### DOCUMENTO DE ORIGEM
A contribuir para este agravamento da situação está também o aumento das aposentações que se tem verificado neste subsistema de saúde, assim com o alargamento dos beneficiários aos trabalhadores das administrações públicas com contratos individuais de trabalho, o que leva a “ADSE a enfrentar atualmente uma situação insustentável”, sendo “incapaz de cumprir cabalmente a sua missão, que é a de servir bem os seus beneficiários e garantir a sua sustentabilidade”.
Redução de reembolsos O economista alerta também para o risco de as tabelas do regime livre da ADSE se manterem inalteradas desde 2004, ou seja, têm 18 anos. “É natural que os preços de muitos atos médicos tenham registados alterações. No período 2018/2021, os beneficiários que utilizaram o regime livre pagaram aos prestadores 1186 milhões e, daquele total, foram reembolsados pela ADSE apenas 549 milhões, ou seja, em média, 46,3% do que pagaram”.
E, mesmo admitindo que o valor do reembolso possa atingir, em alguns casos, 100% garante que o recurso ao regime livre representa um elevado custo para os beneficiários, uma vez que o prestador pode faturar o valor que quiser e a ADSE, na maioria dos casos, paga um valor fixo baixo”. E dá como exemplo que, para uma consulta no regime livre, o médico pode levar entre os 50 e os 100 euros, mas a ADSE reembolsa sempre com o mesmo valor: 20,45 euros.

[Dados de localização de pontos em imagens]

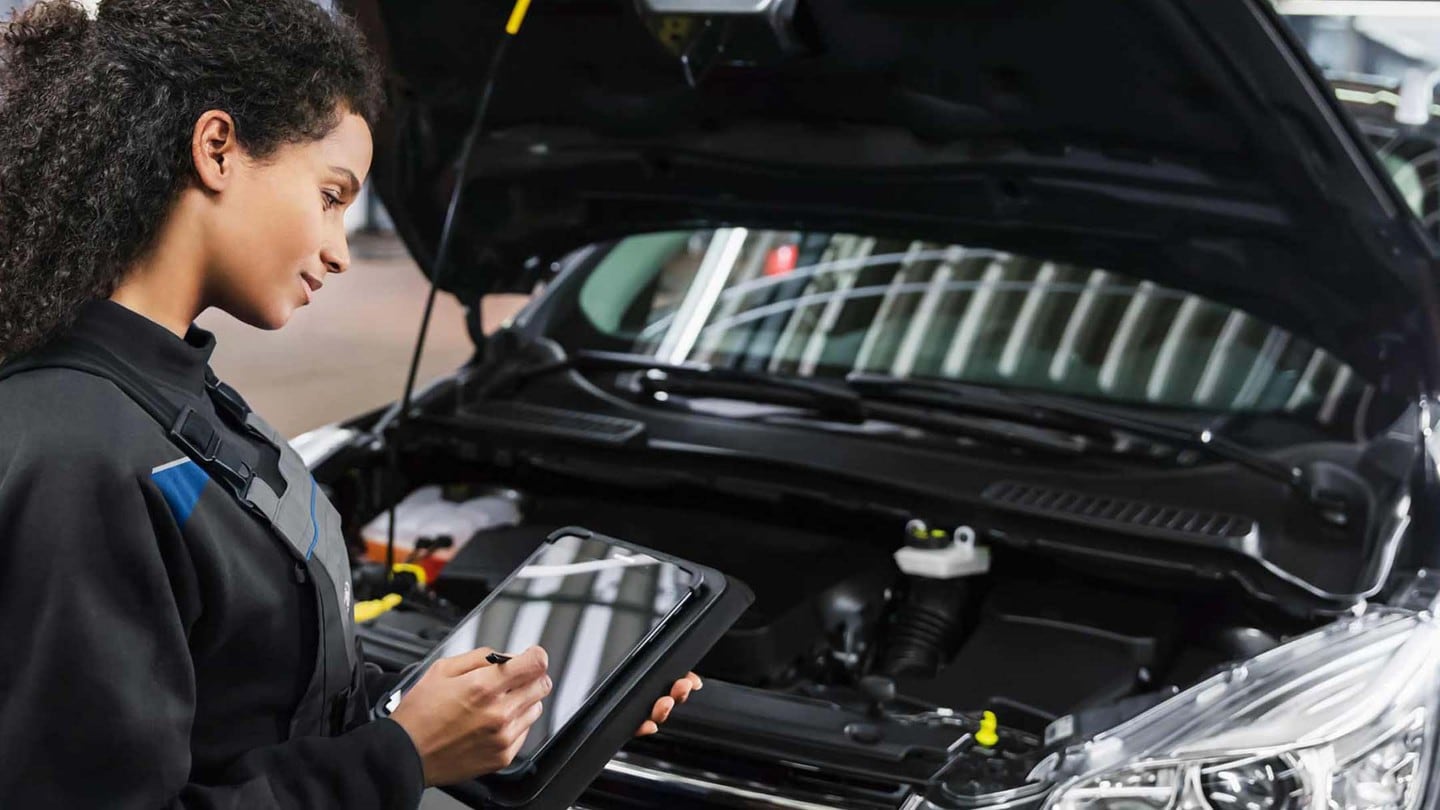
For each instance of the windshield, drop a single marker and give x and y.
(827, 304)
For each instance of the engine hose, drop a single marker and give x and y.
(923, 627)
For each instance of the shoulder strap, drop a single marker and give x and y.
(186, 428)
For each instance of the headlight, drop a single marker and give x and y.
(1339, 719)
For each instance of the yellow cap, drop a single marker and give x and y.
(370, 610)
(987, 735)
(414, 570)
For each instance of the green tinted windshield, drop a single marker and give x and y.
(828, 304)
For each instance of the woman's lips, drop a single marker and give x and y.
(310, 284)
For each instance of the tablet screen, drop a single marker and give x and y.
(591, 604)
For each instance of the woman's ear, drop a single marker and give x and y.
(215, 150)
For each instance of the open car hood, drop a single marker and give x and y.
(1188, 143)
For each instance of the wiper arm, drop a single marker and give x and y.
(1010, 405)
(827, 398)
(824, 398)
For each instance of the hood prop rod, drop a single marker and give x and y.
(398, 414)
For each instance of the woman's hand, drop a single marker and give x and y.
(468, 717)
(678, 693)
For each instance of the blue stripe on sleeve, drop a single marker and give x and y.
(180, 484)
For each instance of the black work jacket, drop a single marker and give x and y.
(156, 639)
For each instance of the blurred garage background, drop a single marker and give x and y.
(350, 352)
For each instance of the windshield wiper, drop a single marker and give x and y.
(830, 399)
(1043, 411)
(827, 399)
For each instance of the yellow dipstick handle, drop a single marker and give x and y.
(517, 16)
(987, 735)
(370, 610)
(414, 570)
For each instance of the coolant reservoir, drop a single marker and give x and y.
(942, 555)
(432, 512)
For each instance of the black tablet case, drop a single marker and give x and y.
(573, 758)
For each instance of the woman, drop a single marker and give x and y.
(172, 642)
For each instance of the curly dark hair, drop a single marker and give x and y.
(97, 117)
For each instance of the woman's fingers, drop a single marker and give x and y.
(663, 708)
(681, 689)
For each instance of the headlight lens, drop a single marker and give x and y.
(1339, 719)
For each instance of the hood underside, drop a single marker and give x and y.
(1188, 143)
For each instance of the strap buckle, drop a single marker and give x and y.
(200, 441)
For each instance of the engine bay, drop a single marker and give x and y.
(846, 663)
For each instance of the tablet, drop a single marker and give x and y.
(591, 603)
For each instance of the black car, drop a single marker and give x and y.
(1060, 381)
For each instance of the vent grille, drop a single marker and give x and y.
(1116, 512)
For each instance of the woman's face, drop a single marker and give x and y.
(278, 228)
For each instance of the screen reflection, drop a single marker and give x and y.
(589, 604)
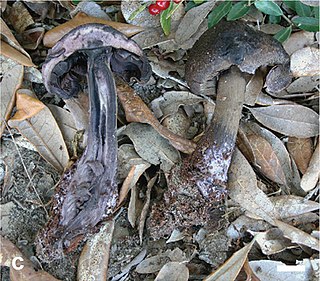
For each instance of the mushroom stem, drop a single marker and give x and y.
(209, 164)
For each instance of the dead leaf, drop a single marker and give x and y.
(137, 111)
(11, 80)
(55, 34)
(19, 17)
(12, 53)
(266, 160)
(301, 151)
(297, 236)
(43, 132)
(192, 20)
(174, 271)
(27, 271)
(27, 106)
(298, 40)
(94, 258)
(290, 205)
(311, 176)
(304, 62)
(243, 189)
(291, 120)
(231, 268)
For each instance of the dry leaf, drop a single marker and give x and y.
(311, 176)
(55, 34)
(174, 271)
(43, 132)
(305, 62)
(297, 236)
(11, 80)
(301, 151)
(27, 271)
(298, 40)
(290, 205)
(94, 258)
(291, 120)
(231, 268)
(12, 53)
(137, 111)
(192, 20)
(243, 189)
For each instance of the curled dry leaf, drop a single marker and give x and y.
(298, 40)
(290, 120)
(175, 271)
(304, 62)
(297, 236)
(12, 53)
(27, 271)
(301, 151)
(137, 111)
(243, 189)
(231, 268)
(55, 34)
(94, 258)
(192, 20)
(311, 176)
(11, 80)
(41, 129)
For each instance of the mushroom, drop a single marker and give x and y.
(87, 192)
(229, 51)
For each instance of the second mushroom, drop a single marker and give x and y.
(227, 52)
(87, 192)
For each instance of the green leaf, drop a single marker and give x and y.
(274, 19)
(238, 10)
(302, 9)
(307, 23)
(268, 7)
(291, 4)
(283, 34)
(218, 13)
(166, 22)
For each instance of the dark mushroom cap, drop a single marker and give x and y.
(235, 43)
(66, 61)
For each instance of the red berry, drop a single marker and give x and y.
(163, 5)
(154, 9)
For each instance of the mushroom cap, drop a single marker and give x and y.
(235, 43)
(128, 59)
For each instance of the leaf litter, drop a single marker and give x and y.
(279, 142)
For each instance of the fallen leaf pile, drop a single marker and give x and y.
(270, 221)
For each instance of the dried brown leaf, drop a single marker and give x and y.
(12, 53)
(297, 236)
(243, 189)
(231, 268)
(55, 34)
(27, 271)
(174, 271)
(305, 62)
(292, 120)
(312, 174)
(93, 261)
(12, 78)
(301, 151)
(137, 111)
(43, 132)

### OBJETIVO DO EXERCÍCIO
Reescreva o trecho do texto sobre a ADSE que começa com as palavras "E, mesmo admitindo" e termina com "valor: 20,45 euros.", trocando "regime livre" por "regime aberto".

### RESOLUÇÃO DO PROBLEMA
E, mesmo admitindo que o valor do reembolso possa atingir, em alguns casos, 100% garante que o recurso ao regime aberto representa um elevado custo para os beneficiários, uma vez que o prestador pode faturar o valor que quiser e a ADSE, na maioria dos casos, paga um valor fixo baixo”. E dá como exemplo que, para uma consulta no regime aberto, o médico pode levar entre os 50 e os 100 euros, mas a ADSE reembolsa sempre com o mesmo valor: 20,45 euros.